Extracted text >>
==*==
HAD also has faced challenges in applying for funding due to gaps in available data. Rhine explained that the American Rescue Plan Act of 2021 (ARPA) funds can be used to address homelessness in qualified census tracts without documentation. However, “because Delaware is such a small state, there is no qualified census tract in Sussex. We don’t have the ability to drill down on areas of need.”

O’Neill and Rayl now serve on the Sussex Housing Group’s Data Committee to help identify opportunities to improve data collection and data sharing, both in the county and throughout the state. 

“We hope to take a research role to analyze what’s going on and to bring people together,” O’Neill said. “There are a lot of people working on this throughout the state, but there hasn’t been a way to bring people together. It’s difficult to make those connections based on the way things are structured right now. That’s not unique to Delaware as a state, but given that Delaware is a small state, it’s achievable and we should try to work on it.”
==*==
Provided data >>
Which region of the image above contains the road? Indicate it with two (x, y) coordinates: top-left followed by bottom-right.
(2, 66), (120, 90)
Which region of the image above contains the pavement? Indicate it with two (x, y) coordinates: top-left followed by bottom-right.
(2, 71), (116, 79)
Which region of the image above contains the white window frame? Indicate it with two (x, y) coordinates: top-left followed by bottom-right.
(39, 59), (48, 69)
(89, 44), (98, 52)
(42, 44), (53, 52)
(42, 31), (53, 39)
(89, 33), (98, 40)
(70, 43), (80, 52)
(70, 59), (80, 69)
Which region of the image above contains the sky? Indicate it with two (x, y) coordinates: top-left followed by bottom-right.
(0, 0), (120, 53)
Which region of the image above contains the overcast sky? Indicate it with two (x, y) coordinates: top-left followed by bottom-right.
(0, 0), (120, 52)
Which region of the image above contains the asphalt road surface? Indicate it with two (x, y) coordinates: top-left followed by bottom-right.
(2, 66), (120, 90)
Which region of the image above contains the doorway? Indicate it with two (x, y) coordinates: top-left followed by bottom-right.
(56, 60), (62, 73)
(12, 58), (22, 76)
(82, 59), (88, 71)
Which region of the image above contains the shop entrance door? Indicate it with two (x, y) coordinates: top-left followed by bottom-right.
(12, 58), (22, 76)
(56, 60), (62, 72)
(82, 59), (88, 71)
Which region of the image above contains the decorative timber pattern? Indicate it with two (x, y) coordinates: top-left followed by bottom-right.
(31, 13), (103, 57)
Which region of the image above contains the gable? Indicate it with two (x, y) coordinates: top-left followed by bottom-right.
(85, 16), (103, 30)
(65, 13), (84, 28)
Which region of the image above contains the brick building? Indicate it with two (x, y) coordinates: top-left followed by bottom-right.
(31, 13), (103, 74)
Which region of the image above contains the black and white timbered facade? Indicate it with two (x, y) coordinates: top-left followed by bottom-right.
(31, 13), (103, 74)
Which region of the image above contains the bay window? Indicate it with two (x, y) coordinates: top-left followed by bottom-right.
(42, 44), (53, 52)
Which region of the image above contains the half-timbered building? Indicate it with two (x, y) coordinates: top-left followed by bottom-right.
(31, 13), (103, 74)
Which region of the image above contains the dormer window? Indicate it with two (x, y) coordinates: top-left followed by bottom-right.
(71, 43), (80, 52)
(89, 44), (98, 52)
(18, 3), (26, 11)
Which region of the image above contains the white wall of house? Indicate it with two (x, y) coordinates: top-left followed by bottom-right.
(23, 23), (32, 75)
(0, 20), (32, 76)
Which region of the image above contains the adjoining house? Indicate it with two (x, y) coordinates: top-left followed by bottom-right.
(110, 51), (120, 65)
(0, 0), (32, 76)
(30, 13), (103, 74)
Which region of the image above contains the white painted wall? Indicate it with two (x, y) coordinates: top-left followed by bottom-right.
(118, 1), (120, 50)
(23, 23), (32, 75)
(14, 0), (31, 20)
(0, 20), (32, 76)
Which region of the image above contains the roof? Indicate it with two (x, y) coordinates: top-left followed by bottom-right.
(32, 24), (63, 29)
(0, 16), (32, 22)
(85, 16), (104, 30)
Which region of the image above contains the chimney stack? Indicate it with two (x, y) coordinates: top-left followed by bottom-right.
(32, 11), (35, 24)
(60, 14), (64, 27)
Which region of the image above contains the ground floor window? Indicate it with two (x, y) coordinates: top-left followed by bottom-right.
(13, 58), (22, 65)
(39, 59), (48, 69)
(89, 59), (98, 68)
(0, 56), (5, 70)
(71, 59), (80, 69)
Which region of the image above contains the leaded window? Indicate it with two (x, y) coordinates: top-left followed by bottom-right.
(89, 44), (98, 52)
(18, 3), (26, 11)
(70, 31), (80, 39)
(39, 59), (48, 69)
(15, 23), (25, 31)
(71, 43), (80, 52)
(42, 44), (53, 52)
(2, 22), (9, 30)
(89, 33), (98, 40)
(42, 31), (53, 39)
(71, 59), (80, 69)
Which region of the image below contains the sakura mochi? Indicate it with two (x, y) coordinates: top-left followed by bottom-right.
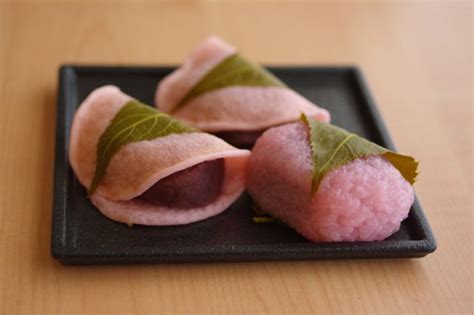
(69, 86), (250, 225)
(247, 121), (417, 242)
(155, 36), (330, 148)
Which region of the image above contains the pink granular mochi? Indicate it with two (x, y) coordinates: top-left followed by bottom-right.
(247, 122), (414, 242)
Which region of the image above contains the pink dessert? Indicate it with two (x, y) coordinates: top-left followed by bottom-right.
(69, 86), (250, 225)
(247, 122), (414, 242)
(155, 36), (330, 148)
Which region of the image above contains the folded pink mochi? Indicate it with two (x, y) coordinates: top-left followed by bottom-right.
(155, 36), (330, 133)
(247, 122), (414, 242)
(69, 86), (250, 225)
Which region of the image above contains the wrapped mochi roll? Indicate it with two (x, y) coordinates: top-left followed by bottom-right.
(69, 86), (250, 225)
(247, 116), (418, 242)
(155, 37), (330, 148)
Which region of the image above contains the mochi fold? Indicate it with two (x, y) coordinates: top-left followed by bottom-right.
(155, 36), (330, 133)
(69, 86), (250, 225)
(247, 122), (414, 242)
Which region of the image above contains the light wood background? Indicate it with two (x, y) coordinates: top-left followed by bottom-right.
(0, 0), (473, 314)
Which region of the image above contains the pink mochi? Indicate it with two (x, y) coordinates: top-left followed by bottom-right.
(69, 86), (250, 225)
(155, 36), (330, 133)
(247, 122), (414, 242)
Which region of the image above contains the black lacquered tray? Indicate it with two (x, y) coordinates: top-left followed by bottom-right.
(52, 66), (436, 265)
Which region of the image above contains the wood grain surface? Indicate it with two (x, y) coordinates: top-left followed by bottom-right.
(0, 0), (474, 314)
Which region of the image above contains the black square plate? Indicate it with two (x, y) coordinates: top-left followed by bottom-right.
(52, 66), (436, 265)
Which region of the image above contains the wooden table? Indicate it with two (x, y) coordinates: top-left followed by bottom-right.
(0, 1), (473, 314)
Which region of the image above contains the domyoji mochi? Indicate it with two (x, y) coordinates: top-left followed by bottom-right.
(155, 36), (330, 147)
(247, 122), (414, 242)
(69, 86), (250, 225)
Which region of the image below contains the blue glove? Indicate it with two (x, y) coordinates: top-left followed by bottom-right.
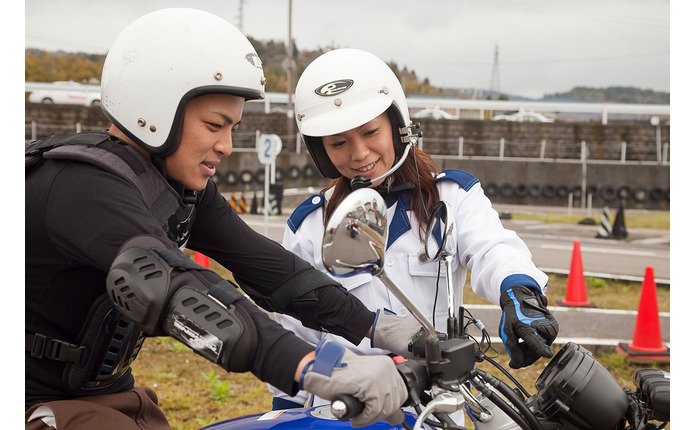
(500, 285), (559, 369)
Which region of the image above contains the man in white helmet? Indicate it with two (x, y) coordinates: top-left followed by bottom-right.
(271, 48), (558, 423)
(25, 9), (414, 430)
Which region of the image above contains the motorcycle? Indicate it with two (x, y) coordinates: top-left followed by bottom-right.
(205, 188), (670, 430)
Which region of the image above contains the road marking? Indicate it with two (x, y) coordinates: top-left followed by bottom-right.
(541, 243), (656, 257)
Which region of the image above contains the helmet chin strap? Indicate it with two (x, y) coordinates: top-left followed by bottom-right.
(350, 123), (422, 191)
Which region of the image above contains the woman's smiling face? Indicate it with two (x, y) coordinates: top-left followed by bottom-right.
(321, 112), (396, 187)
(166, 94), (244, 190)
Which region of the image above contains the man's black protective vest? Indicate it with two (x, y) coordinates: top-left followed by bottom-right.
(25, 133), (185, 395)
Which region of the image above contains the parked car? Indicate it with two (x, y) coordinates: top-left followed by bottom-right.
(492, 112), (555, 122)
(411, 109), (457, 119)
(29, 81), (101, 106)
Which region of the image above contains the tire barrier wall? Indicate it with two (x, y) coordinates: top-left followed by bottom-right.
(215, 153), (671, 210)
(439, 159), (671, 210)
(25, 103), (670, 210)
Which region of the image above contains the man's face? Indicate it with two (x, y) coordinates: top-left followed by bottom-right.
(166, 94), (244, 190)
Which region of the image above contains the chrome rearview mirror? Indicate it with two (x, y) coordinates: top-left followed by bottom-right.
(322, 188), (388, 277)
(322, 188), (437, 340)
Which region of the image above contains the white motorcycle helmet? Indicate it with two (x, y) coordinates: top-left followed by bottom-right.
(101, 8), (265, 157)
(294, 48), (412, 179)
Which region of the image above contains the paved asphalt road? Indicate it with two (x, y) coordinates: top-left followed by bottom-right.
(238, 208), (670, 350)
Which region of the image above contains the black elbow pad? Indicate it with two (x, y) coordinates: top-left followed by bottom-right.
(106, 235), (255, 370)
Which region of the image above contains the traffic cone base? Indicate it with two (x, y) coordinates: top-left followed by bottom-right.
(617, 342), (671, 362)
(618, 266), (671, 361)
(556, 240), (595, 307)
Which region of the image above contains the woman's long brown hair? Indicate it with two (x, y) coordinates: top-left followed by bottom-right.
(321, 139), (439, 240)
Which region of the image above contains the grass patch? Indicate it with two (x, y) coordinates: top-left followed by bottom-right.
(512, 209), (671, 230)
(152, 210), (670, 430)
(133, 274), (670, 430)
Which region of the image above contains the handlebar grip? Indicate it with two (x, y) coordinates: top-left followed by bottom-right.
(331, 394), (364, 421)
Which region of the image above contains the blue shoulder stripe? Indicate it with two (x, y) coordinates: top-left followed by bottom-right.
(287, 194), (324, 233)
(435, 169), (480, 191)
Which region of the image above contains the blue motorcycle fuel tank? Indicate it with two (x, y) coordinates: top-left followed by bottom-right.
(201, 405), (432, 430)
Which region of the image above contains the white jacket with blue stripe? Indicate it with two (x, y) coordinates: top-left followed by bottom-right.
(270, 170), (548, 406)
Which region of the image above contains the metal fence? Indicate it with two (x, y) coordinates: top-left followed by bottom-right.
(25, 121), (670, 165)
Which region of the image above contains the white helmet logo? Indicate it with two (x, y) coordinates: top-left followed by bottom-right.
(314, 79), (355, 97)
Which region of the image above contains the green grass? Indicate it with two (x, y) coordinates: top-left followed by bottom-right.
(133, 275), (670, 430)
(133, 210), (670, 430)
(511, 209), (671, 230)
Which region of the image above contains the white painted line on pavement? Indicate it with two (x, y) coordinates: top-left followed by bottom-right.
(541, 243), (656, 257)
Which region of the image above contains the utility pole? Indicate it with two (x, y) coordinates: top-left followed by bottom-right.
(285, 0), (299, 149)
(488, 42), (500, 100)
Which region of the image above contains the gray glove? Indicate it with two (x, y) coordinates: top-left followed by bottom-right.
(372, 309), (422, 358)
(299, 340), (408, 427)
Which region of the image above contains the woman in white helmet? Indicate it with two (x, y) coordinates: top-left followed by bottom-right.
(25, 9), (407, 430)
(271, 49), (557, 420)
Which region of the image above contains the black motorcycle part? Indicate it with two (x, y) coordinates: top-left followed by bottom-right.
(632, 369), (671, 421)
(536, 342), (628, 430)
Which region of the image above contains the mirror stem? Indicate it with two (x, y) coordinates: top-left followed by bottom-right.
(377, 270), (439, 342)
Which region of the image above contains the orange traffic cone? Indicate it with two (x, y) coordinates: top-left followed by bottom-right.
(193, 251), (210, 269)
(618, 266), (671, 361)
(557, 240), (594, 307)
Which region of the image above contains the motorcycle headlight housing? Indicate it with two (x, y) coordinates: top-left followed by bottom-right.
(536, 342), (628, 430)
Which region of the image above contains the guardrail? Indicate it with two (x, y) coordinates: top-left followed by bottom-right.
(25, 121), (670, 165)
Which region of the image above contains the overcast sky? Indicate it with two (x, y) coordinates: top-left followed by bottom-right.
(25, 0), (670, 97)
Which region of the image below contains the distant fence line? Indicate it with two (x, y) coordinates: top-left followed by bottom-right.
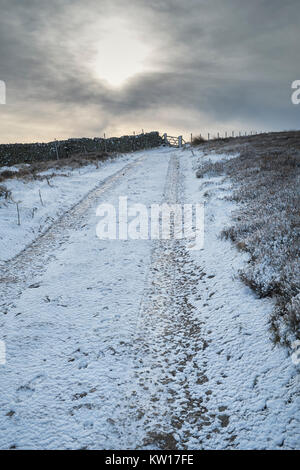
(191, 131), (261, 142)
(0, 132), (164, 166)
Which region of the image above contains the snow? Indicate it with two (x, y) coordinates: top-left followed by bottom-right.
(0, 152), (142, 263)
(0, 148), (300, 449)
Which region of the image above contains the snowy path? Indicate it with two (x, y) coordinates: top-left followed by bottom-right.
(0, 149), (299, 449)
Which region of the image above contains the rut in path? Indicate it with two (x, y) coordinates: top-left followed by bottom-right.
(121, 156), (220, 449)
(0, 156), (145, 314)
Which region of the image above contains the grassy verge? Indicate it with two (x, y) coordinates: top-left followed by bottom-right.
(197, 132), (300, 345)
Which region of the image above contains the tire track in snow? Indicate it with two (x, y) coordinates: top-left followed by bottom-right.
(0, 155), (146, 314)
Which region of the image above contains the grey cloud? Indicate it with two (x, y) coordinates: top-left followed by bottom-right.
(0, 0), (300, 141)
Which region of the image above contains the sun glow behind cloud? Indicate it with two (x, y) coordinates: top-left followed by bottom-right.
(92, 19), (152, 88)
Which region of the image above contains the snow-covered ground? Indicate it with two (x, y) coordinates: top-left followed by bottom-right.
(0, 148), (300, 449)
(0, 152), (146, 262)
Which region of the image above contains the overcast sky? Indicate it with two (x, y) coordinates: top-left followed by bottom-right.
(0, 0), (300, 143)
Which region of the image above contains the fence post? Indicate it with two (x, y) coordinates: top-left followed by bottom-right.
(55, 139), (59, 160)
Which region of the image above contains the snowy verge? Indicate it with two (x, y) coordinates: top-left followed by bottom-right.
(0, 152), (144, 263)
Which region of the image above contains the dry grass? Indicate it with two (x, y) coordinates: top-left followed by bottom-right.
(0, 152), (117, 183)
(197, 132), (300, 345)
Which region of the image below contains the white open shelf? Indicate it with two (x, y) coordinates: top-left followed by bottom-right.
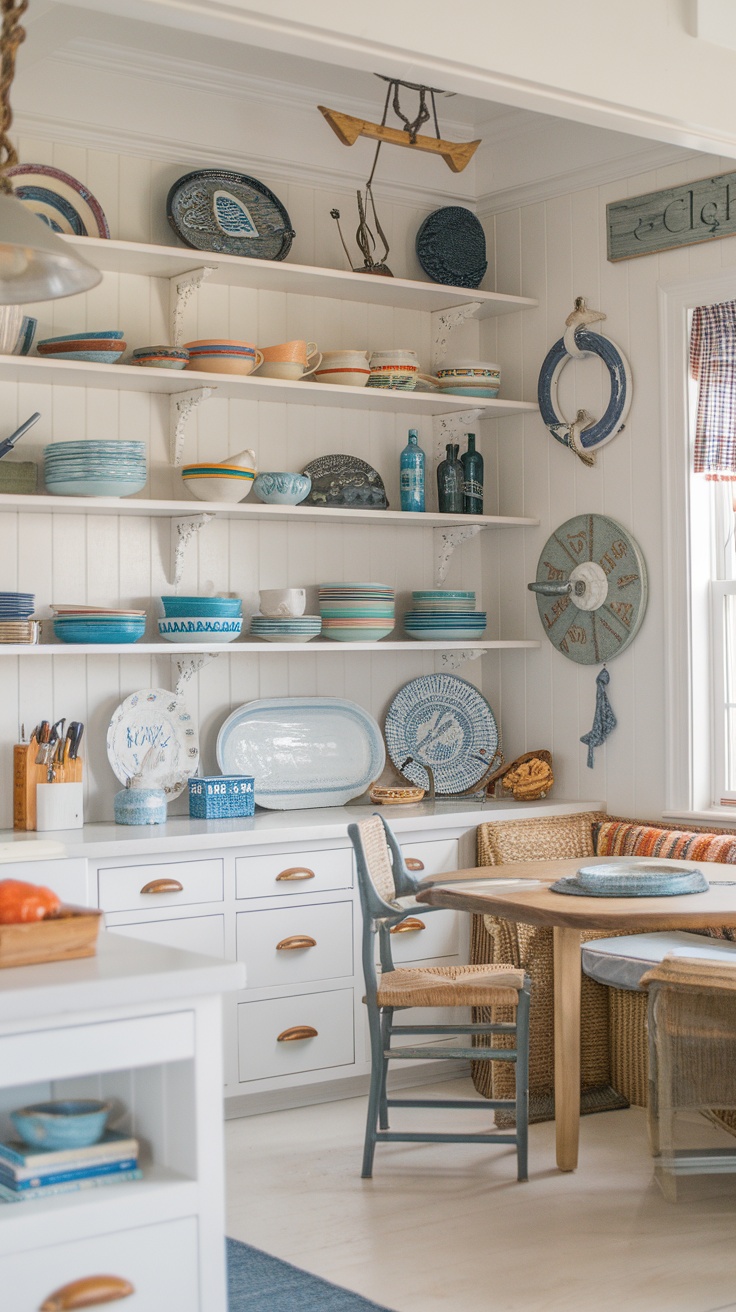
==*==
Task 1 >>
Shorten the paragraph of the passage on housing data in Sussex County that begins "HAD also has faced challenges," keeping its main facts.
Task 2 >>
Carry on the passage on housing data in Sussex County, picking up after its final sentence.
The entries are separate material, unrelated to the passage on housing data in Sussex County.

Exercise output 1 >>
HAD has had trouble applying for funding because of gaps in available data. Rhine explained that funds from the American Rescue Plan Act of 2021 (ARPA) can address homelessness in qualified census tracts without documentation. However, Delaware is so small that Sussex has no qualified census tract, so HAD cannot drill down on areas of need.

Exercise output 2 >>
Bringing people together

Launched in fall 2021, IPA and CCRS’s Delaware Affordable Housing Webinar Series brings together government leaders, nonprofit advocates, housing developers and community members to disseminate information and work collaboratively. During the most recent webinar,​ Diane Yentel, president and CEO of the National Low Income Housing Coalition, provided a national perspective on the affordable housing crisis. Following her presentation, Steve Metraux, Brandy Nauman, and New Castle County Executive Matthew Meyer discussed how data help inform emerging responses to address these issues.

“We recognized a need to convene stakeholder groups to figure out how to address affordable housing,” said Rayl, “And now we have a whole change in federal policy orientation that makes room again for these conversations to be taken seriously with new federal resources that can be used to address these problems.”

Rayl, who is pursuing her doctorate in urban affairs and public policy, has taken the lead on organizing the webinar series. Her dissertation is focused on how organizational networks, like the Continuum of Care supported by HAD, could catalyze affordable housing development for those who are vulnerable to homelessness.

“Now is the time to be action oriented, and I see these webinars as a place to have discussions about real actions to take to solve the problem,” said Rhine. “This housing team could be [part of that solution]–our work could make an impact in Delaware communities.” 

Yet, there is a cost to implementing this amount of change. “We’re in this once in a lifetime opportunity to do something about housing and homelessness, which, let’s be honest, is expensive,” noted Rhine. “And we have this federal mandate to house America.”

The House America Initiative is a federal challenge to re-house individuals with homelessness and build additional affordable housing.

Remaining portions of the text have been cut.